■ Problem description:
Copy every line of the data exactly, leaving nothing out.

■ Data extract:
--------

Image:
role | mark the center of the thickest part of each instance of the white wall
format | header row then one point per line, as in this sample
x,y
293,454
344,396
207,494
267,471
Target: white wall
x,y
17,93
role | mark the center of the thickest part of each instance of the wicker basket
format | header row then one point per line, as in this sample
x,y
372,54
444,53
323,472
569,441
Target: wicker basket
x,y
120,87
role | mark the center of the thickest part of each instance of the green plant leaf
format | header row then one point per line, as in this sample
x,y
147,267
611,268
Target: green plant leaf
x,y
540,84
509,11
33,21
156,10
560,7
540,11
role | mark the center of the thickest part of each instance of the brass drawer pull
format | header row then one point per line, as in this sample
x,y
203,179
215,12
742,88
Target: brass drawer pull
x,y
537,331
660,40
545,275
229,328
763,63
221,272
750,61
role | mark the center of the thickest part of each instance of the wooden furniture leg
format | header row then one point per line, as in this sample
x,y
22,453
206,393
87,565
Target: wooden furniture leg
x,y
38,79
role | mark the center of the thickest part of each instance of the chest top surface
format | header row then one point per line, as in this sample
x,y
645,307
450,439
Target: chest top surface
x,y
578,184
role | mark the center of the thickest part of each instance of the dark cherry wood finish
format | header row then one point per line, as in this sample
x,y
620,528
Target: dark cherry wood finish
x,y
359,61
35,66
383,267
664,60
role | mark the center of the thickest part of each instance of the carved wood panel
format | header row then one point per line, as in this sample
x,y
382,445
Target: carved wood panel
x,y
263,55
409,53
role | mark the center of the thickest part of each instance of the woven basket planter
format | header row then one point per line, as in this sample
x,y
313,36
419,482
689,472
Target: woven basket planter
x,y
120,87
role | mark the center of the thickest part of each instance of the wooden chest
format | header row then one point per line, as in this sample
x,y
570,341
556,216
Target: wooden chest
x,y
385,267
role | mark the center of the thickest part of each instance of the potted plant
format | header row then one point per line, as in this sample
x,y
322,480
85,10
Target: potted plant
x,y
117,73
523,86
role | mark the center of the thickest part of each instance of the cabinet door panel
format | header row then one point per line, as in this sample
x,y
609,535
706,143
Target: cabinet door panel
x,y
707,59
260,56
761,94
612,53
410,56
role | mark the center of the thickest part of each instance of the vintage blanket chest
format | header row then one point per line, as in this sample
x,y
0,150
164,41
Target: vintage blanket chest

--------

■ Exercise solution:
Image:
role | mark the center of the thickest part of each instance of the white wall
format | header row then one point per line, as in this sample
x,y
293,454
344,396
207,494
267,471
Target: white wall
x,y
17,93
role | mark the center of the thickest part of each instance of the wicker basket
format | header row then one point per line, as in this sample
x,y
372,54
444,53
323,472
569,441
Target: wicker basket
x,y
120,87
role | mark the center of the thickest part of each instance of the green plant leaf
format | header row then one point per line, as in this sample
x,y
147,267
611,268
Target: green plant leaf
x,y
540,84
509,11
33,21
156,10
560,7
540,11
role | mark the center of the thickest part of each instance of the brass drawer pull
format | header row then one point per line, as in this sample
x,y
203,179
215,12
742,88
Target: brass drawer pull
x,y
537,331
660,40
545,275
229,328
763,63
221,272
750,61
role | mark the center of the thickest part of each instance of the wooden furniture leg
format | header row then one point per line, as in this sample
x,y
22,453
206,393
87,565
Target: wooden furniture leg
x,y
38,79
role | mark the center of the thickest part of each instance of the chest top surface
format | header row then one point per line, as in this sample
x,y
645,307
450,439
Target: chest top surface
x,y
578,184
role | mark the center of the thickest part of each instance of the dark cherry wood finish
format | header row then one point per line, as in this sample
x,y
620,528
Target: dark cherry wood finish
x,y
359,61
35,66
383,267
664,60
role | mark the center of the thickest part of each instance of the carved wood panel
format | header row then one point per line, as in this sample
x,y
382,445
Target: carved wood panel
x,y
263,55
409,53
role | mark the center of the thickest part of each instance of the woven basket planter
format | header row then one point per line, as in this sample
x,y
313,36
419,482
689,472
Target: woven basket planter
x,y
120,87
role | mark the center of the thickest part of each instance of the wooden chest
format | header row then one point per line, as in this sample
x,y
570,341
556,216
Target: wooden chest
x,y
385,267
role | mark the center of the thickest part of each instance of the potted plant
format | header row then one point per line, as in this sample
x,y
322,480
85,10
Target: potted plant
x,y
117,73
523,86
role | mark the center of the thickest part of each instance of the cabinet door panel
format | header row then one point per line, as in this sample
x,y
609,535
706,143
Target: cabinet door panel
x,y
707,59
260,56
761,94
612,53
410,56
role | mark the center of the thickest part of each instance of the vintage blanket chest
format | header row then one point per line, as in this sample
x,y
0,150
164,41
Target: vintage blanket chest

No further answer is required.